#### [Excerpted records]
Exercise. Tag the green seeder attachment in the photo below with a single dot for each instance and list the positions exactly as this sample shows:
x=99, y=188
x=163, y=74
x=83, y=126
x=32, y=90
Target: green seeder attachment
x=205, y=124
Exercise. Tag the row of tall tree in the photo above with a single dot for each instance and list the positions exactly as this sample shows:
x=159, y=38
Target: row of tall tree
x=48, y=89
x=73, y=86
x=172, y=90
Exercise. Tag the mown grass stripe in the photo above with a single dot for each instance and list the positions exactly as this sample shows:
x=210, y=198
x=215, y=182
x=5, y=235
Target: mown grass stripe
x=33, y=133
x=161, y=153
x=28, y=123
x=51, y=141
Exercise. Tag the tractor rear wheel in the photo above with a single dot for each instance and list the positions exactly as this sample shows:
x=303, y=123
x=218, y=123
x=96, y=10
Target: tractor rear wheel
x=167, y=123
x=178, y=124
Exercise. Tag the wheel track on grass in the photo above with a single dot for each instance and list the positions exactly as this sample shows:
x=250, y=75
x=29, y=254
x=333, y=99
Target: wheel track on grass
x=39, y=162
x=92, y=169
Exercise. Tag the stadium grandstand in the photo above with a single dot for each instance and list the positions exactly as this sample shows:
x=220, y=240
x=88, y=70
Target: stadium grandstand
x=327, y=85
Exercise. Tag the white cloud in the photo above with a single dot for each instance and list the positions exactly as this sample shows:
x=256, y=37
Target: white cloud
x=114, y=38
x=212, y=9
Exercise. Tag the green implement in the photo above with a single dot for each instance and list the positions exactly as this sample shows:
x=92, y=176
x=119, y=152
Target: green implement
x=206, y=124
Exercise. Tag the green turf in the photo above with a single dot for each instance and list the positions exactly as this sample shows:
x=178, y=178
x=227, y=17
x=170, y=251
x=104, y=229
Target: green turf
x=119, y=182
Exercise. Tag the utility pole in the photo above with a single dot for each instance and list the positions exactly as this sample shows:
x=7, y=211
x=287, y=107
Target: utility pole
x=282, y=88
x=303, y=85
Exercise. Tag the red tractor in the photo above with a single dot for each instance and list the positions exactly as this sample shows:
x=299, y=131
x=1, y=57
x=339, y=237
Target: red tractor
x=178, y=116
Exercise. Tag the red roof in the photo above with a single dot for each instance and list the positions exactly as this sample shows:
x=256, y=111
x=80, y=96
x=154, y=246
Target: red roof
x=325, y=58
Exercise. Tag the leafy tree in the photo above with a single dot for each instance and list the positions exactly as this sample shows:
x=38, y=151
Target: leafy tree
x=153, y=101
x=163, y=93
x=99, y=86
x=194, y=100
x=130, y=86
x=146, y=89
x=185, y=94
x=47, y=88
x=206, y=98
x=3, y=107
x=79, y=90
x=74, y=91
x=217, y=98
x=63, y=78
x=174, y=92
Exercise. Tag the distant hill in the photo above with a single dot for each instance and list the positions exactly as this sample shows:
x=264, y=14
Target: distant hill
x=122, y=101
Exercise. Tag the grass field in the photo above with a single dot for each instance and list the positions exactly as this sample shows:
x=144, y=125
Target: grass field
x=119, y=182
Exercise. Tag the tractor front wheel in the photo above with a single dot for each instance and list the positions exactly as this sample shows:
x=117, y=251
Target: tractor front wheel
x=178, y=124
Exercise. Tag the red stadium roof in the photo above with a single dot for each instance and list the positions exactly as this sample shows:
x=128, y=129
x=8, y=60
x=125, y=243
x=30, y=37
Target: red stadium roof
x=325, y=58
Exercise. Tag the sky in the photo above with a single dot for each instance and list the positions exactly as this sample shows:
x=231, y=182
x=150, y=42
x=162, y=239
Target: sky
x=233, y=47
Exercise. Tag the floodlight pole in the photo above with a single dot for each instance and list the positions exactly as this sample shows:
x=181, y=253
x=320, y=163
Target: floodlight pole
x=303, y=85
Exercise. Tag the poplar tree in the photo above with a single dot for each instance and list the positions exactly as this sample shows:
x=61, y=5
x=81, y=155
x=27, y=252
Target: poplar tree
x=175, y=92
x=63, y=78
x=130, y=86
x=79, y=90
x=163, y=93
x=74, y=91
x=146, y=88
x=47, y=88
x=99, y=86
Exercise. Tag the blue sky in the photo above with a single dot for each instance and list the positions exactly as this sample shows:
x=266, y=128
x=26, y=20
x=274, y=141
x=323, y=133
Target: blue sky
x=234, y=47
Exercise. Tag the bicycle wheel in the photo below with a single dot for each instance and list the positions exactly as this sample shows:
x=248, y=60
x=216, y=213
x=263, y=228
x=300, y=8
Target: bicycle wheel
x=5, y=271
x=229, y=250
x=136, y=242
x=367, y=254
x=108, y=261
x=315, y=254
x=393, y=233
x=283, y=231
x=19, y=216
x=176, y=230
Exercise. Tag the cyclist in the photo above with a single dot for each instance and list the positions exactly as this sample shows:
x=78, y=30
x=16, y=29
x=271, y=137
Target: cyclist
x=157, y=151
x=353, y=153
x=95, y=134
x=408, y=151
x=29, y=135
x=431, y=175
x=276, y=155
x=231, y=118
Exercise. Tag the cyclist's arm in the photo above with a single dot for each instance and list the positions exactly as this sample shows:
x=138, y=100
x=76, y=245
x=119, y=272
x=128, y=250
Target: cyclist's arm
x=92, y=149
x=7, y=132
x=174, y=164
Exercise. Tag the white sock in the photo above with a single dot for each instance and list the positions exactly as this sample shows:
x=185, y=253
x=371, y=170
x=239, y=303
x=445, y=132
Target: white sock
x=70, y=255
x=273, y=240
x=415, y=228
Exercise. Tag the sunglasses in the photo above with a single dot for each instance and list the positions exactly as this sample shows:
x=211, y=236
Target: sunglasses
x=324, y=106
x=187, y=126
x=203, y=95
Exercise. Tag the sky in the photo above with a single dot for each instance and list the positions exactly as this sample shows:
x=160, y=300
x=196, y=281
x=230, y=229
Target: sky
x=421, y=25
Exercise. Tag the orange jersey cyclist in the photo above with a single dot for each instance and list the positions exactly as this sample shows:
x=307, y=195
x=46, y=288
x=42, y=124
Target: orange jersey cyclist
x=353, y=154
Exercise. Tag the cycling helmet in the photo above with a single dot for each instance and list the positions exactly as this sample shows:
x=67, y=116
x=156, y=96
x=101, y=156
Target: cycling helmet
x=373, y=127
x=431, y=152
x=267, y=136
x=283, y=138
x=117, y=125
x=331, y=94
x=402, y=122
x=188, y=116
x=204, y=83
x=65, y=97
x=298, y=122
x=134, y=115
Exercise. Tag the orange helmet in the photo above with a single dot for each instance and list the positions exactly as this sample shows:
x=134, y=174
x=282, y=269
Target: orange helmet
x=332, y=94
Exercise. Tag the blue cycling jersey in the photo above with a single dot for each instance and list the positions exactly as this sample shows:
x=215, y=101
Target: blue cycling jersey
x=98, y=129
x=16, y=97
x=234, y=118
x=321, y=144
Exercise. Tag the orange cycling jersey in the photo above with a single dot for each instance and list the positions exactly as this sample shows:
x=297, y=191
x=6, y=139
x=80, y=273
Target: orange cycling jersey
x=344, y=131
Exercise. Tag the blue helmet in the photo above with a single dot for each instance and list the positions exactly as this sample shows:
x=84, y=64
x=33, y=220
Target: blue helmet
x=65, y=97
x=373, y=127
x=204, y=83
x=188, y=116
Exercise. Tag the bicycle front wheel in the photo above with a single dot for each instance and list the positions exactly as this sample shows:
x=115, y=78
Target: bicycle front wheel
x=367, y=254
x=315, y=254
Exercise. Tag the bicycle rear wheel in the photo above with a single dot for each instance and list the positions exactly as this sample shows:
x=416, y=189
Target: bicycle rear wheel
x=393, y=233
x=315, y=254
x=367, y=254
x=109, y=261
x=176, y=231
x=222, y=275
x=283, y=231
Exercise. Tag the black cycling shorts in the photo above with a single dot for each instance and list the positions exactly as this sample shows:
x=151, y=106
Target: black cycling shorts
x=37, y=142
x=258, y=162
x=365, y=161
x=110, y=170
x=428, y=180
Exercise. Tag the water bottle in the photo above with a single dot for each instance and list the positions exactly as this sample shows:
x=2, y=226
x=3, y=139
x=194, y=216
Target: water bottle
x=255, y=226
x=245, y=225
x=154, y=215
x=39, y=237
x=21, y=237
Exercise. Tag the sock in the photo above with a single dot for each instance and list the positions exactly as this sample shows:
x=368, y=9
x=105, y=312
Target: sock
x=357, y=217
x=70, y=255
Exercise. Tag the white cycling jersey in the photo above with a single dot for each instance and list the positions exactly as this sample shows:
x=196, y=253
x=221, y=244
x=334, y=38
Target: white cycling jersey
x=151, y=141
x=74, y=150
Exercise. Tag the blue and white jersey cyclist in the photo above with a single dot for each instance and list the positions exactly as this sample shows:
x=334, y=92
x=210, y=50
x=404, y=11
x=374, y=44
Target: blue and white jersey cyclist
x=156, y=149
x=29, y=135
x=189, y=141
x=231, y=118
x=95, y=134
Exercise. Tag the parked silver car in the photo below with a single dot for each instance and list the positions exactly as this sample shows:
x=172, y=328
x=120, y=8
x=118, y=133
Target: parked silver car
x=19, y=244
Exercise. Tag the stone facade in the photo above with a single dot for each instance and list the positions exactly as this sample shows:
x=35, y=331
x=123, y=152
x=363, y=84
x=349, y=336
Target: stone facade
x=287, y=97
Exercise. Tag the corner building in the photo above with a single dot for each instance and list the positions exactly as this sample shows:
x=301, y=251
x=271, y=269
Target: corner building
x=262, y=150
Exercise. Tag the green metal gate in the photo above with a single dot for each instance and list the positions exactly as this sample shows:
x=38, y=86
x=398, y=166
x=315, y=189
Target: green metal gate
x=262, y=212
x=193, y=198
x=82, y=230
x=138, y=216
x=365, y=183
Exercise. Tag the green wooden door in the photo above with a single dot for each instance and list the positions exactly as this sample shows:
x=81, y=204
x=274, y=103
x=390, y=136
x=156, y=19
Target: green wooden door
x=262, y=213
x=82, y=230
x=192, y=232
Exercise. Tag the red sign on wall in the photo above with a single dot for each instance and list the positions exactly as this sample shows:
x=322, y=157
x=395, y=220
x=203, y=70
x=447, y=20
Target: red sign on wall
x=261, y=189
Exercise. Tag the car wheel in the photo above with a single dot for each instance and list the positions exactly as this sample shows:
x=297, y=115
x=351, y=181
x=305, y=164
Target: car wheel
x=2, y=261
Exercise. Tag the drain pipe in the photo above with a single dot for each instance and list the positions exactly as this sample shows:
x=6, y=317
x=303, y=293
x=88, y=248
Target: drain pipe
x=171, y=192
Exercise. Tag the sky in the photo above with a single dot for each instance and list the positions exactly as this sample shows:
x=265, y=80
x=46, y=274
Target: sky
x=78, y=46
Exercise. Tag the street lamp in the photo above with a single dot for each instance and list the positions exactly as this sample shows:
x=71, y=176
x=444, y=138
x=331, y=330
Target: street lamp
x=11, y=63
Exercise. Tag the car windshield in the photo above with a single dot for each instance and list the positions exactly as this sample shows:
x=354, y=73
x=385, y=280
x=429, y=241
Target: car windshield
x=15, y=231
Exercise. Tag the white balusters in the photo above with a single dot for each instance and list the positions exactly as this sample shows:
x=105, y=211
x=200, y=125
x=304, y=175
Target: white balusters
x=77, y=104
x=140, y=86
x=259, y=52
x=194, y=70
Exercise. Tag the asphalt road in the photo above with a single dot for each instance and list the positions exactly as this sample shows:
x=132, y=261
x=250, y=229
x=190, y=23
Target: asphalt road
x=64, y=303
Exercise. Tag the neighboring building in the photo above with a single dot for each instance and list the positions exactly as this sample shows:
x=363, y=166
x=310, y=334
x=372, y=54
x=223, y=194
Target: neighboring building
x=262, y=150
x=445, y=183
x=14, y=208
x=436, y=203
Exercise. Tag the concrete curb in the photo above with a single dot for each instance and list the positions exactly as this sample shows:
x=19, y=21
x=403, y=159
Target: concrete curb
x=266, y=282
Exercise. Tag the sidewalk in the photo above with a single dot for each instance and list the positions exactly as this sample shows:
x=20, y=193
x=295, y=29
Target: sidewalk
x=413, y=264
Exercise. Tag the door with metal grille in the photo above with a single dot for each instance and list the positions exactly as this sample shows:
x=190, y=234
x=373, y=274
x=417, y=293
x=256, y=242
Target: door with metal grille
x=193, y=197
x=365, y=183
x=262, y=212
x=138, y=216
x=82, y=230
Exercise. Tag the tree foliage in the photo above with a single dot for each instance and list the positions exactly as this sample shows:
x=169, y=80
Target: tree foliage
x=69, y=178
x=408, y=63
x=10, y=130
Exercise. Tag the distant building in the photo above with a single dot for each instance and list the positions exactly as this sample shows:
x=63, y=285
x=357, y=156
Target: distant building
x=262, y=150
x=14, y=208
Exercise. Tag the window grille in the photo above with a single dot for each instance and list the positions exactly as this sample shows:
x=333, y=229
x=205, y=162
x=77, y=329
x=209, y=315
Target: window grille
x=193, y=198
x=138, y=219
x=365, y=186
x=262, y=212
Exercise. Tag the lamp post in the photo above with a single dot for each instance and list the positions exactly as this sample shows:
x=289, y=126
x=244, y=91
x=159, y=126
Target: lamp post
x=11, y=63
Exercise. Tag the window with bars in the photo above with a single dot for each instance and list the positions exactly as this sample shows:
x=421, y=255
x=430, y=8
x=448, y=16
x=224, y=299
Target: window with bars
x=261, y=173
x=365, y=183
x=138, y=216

#### [Instructions to follow]
All that is needed is the opening run of the data, given again exactly: please include every line from the first through the line with "x=215, y=182", both ends kept.

#### [Output]
Exercise. Tag the green seeder attachment in the photo below with a single dot for each instance and list the positions exactly as this sample shows:
x=99, y=188
x=163, y=74
x=83, y=126
x=32, y=90
Target: green seeder attachment
x=205, y=124
Exercise. Tag the row of tall tree in the photo above with a single dot for each instance and list the positions exactly as this sample shows:
x=159, y=38
Target: row of tall tree
x=48, y=89
x=73, y=86
x=172, y=90
Exercise. Tag the mown grass stripe in the photo above with a single dot for each instance and list the positions exactly as this sample shows:
x=210, y=198
x=215, y=182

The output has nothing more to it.